By Atalia Omer, University of Notre Dame | –
(The Conversation) – The months since Hamas’ attacks on Oct. 7, 2023, have been excruciating ones for Israeli peace activists. As the country rallies behind the war effort, critics have been arrested and condemned by opponents who say the attacks proved how misguided the peace movement is.
But in activists’ eyes, the horrific violence of Oct. 7 and Israel’s sweeping military response only prove its urgency. Vivian Silver, who spent a decade leading Women Wage Peace – a solidarity group of Israelis and Palestinians – was one of several peace activists murdered that day. “If we want a future here, we have to make the conflict a thing of the past,” her son Yonatan Zeigen wrote in an op-ed after her death.
For some activists, in other words, Oct. 7 only underscored the urgency of their cause. Yet the peace movement has always been diverse and often fragmented. In reality, there are multiple movements, each with its own definition of peace. As a scholar of religion, ethics and politics, I have traced how divergent accounts of Israel’s founding connect to different visions of justice.
━━━━━━━━━━━━━━━━━━━━
-- Written exercise A --
Copy the passage on Israeli peace activists word for word, between "For some activists, in" and "visions of justice.", inclusive.
-- Written exercise B --
In the passage on Israeli peace activists, how long did Vivian Silver lead Women Wage Peace?

-- Listed records --
━━━━━━━━━━━━━━━━━━━━
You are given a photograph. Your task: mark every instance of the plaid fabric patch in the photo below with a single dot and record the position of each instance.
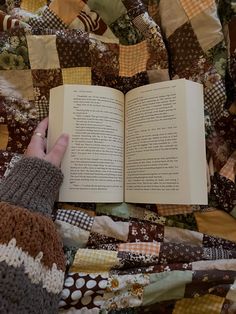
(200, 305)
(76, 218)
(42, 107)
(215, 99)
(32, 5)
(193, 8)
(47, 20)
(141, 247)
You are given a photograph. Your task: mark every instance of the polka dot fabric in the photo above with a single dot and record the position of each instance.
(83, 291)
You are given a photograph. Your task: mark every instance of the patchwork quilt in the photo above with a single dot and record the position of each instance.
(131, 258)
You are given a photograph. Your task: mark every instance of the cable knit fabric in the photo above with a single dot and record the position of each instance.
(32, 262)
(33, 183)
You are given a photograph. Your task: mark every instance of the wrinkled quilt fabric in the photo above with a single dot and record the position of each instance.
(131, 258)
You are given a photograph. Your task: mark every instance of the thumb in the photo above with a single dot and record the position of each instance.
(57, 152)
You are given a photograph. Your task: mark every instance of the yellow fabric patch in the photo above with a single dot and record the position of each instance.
━━━━━━━━━━━━━━━━━━━━
-- Expected answer A --
For some activists, in other words, Oct. 7 only underscored the urgency of their cause. Yet the peace movement has always been diverse and often fragmented. In reality, there are multiple movements, each with its own definition of peace. As a scholar of religion, ethics and politics, I have traced how divergent accounts of Israel’s founding connect to different visions of justice.

-- Expected answer B --
A decade.